__Activity__.
Return each line of the records holding the string "mountain".

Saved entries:
★ ★ ★

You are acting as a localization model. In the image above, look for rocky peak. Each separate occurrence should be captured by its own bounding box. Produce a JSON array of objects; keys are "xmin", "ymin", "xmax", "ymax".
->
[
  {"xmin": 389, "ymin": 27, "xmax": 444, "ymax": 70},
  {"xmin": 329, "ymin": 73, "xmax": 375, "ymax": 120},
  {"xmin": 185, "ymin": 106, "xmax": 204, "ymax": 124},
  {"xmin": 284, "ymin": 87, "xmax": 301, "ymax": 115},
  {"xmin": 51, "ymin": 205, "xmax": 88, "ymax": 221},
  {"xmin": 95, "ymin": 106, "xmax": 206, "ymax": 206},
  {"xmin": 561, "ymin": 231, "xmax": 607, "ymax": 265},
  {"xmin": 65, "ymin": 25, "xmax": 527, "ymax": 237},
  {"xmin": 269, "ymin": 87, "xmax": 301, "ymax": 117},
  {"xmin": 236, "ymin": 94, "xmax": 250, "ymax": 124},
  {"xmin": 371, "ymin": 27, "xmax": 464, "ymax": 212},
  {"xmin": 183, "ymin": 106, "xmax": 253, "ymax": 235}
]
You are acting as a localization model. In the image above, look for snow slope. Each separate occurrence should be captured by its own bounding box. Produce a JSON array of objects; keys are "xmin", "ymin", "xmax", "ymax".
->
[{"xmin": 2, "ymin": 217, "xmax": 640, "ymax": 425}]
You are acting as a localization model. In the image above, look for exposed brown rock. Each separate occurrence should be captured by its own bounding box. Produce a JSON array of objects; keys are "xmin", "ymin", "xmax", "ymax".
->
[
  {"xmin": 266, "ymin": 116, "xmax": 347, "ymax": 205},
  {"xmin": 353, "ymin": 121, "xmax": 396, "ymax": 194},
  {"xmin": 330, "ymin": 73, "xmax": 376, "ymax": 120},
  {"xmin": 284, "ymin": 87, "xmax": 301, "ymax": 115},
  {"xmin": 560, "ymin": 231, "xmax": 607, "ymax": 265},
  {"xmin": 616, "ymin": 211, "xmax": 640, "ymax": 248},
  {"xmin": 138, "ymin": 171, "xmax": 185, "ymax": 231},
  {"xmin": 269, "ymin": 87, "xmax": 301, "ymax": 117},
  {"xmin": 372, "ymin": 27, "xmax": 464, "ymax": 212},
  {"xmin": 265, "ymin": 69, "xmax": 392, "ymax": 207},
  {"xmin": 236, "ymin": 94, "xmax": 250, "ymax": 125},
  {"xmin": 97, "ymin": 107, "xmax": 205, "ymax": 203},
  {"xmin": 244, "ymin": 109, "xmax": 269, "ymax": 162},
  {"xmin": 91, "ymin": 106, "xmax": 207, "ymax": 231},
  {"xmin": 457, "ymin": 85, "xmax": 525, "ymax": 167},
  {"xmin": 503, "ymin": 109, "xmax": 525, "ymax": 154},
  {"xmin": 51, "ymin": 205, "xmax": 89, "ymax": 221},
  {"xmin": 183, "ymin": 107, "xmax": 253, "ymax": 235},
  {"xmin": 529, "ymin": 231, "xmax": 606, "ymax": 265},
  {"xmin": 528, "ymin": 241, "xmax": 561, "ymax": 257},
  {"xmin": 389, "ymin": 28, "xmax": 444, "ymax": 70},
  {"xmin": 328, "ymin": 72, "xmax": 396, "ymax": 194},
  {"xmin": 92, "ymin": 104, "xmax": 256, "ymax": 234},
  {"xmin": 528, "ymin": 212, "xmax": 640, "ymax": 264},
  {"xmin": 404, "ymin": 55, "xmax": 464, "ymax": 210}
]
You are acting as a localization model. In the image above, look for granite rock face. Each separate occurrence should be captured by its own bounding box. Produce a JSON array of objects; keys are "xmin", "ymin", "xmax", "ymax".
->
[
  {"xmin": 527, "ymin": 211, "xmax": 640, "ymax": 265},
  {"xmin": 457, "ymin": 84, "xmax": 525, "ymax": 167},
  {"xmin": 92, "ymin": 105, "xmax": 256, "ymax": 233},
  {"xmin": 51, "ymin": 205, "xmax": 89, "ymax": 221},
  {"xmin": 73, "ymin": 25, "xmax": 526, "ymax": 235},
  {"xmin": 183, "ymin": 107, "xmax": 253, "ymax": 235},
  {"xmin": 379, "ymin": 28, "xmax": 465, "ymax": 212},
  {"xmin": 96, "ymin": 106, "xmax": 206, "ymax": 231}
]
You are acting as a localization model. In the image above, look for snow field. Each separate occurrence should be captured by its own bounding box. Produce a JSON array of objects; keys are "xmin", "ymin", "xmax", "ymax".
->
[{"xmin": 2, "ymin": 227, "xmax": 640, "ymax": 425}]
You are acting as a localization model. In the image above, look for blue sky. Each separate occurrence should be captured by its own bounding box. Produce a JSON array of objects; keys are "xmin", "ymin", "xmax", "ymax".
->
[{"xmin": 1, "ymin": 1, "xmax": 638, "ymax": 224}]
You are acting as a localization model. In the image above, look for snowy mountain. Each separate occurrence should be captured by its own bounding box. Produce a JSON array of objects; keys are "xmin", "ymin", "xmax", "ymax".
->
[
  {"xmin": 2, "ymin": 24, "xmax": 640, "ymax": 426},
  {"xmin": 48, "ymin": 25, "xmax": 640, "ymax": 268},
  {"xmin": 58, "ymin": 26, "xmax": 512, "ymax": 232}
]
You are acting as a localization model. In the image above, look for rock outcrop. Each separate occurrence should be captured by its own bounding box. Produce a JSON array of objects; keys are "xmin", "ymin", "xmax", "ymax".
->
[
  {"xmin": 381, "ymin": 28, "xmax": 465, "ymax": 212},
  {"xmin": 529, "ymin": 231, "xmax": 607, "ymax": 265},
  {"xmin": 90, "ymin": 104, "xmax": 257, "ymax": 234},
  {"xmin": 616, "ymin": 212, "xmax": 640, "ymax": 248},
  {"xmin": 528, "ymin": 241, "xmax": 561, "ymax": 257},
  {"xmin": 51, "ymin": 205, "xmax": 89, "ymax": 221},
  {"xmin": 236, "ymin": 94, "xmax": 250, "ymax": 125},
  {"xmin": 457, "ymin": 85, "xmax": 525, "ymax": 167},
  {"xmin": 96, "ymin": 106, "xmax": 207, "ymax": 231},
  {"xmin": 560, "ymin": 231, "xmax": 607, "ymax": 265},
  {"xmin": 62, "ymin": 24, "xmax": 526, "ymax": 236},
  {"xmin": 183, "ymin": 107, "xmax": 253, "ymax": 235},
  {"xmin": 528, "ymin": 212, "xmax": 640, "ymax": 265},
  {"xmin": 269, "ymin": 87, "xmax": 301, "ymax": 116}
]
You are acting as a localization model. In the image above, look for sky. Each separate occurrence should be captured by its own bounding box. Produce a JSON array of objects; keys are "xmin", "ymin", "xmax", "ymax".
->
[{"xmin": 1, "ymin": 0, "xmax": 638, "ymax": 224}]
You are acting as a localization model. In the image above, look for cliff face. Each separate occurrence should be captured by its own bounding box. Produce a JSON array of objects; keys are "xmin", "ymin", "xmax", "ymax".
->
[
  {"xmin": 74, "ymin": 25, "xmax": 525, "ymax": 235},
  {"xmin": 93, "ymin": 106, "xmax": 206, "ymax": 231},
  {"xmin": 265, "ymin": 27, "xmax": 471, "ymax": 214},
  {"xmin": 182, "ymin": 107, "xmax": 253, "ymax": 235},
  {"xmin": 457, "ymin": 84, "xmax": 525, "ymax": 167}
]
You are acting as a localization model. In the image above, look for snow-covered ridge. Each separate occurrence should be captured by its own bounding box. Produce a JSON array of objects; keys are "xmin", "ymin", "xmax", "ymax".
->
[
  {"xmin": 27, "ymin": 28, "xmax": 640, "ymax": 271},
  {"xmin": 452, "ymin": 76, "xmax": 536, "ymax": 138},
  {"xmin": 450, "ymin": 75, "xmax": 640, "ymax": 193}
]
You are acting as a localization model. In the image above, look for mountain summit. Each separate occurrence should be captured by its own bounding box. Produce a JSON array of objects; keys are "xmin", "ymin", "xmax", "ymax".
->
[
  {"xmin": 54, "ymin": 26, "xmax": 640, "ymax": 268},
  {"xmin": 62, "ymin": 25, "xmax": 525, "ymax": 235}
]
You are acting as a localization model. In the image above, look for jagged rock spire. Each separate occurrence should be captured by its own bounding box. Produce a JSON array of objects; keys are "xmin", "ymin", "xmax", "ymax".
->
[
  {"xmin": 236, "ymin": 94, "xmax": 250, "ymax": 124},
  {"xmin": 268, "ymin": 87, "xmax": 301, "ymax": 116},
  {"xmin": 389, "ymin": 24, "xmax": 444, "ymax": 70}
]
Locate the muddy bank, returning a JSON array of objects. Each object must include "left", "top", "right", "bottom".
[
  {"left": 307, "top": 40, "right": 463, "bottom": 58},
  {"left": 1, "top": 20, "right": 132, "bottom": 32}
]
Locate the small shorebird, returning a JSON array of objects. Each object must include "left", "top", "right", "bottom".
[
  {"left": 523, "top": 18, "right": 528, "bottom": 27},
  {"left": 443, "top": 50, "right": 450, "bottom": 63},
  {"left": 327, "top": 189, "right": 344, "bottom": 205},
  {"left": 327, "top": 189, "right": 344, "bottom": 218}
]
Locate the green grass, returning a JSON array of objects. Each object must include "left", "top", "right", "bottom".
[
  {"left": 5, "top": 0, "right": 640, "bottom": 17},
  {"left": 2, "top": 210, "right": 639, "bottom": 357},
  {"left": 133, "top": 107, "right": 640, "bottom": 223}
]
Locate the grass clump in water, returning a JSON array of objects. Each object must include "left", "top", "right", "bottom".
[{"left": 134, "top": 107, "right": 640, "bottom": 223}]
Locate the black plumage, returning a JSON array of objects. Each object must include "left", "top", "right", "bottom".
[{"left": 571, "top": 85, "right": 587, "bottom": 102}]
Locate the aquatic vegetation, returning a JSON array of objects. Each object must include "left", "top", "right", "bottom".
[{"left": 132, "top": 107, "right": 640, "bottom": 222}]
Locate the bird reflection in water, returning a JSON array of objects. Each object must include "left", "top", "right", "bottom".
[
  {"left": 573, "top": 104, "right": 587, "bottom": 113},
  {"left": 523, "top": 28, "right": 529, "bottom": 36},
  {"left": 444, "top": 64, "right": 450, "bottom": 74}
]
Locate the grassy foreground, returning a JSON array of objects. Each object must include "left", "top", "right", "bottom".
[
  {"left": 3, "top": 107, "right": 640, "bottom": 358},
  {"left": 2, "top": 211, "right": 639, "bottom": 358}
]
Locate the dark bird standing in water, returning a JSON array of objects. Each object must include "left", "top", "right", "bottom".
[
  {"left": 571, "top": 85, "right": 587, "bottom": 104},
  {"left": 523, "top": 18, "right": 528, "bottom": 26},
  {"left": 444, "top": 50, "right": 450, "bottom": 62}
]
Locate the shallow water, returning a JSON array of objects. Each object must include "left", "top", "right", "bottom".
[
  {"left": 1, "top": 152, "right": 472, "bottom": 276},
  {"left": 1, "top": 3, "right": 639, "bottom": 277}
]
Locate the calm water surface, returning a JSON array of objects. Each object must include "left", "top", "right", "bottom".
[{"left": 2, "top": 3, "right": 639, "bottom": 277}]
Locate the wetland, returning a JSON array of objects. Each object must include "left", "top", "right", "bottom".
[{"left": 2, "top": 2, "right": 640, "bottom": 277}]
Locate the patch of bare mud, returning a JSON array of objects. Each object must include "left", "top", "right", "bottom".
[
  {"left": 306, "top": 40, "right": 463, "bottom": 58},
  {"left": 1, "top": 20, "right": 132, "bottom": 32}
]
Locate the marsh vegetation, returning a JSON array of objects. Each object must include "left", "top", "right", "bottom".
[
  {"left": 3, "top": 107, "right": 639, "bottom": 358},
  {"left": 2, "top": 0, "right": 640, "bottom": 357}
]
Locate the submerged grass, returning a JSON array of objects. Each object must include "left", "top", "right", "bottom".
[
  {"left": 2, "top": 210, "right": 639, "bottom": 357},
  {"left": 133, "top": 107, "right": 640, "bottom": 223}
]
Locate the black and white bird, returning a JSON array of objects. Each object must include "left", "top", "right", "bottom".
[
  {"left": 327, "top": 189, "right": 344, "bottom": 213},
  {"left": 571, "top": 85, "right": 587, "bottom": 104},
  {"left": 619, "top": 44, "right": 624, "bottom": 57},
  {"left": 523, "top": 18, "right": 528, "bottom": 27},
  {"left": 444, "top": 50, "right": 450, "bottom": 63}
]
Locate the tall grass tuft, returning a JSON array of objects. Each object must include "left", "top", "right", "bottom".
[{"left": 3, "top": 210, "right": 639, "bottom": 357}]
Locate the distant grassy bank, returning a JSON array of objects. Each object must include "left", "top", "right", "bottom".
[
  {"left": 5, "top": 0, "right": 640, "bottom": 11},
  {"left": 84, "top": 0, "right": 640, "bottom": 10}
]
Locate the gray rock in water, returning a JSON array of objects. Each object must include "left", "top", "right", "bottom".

★ ★ ★

__Solution for this exercise__.
You are acting as a localization model. In the image above, look for snowy mountain. Each separate occurrence should be captured by its own bounding box. Produce a JSON array of objects; keys are "xmin", "ymin", "xmax", "ymax".
You are acting as a localization model. In the image above, look for mountain summit. Each separate occurrence should be captured by its own bounding box. Produce a JSON array of objects; keys are "xmin", "ymin", "xmax", "ymax".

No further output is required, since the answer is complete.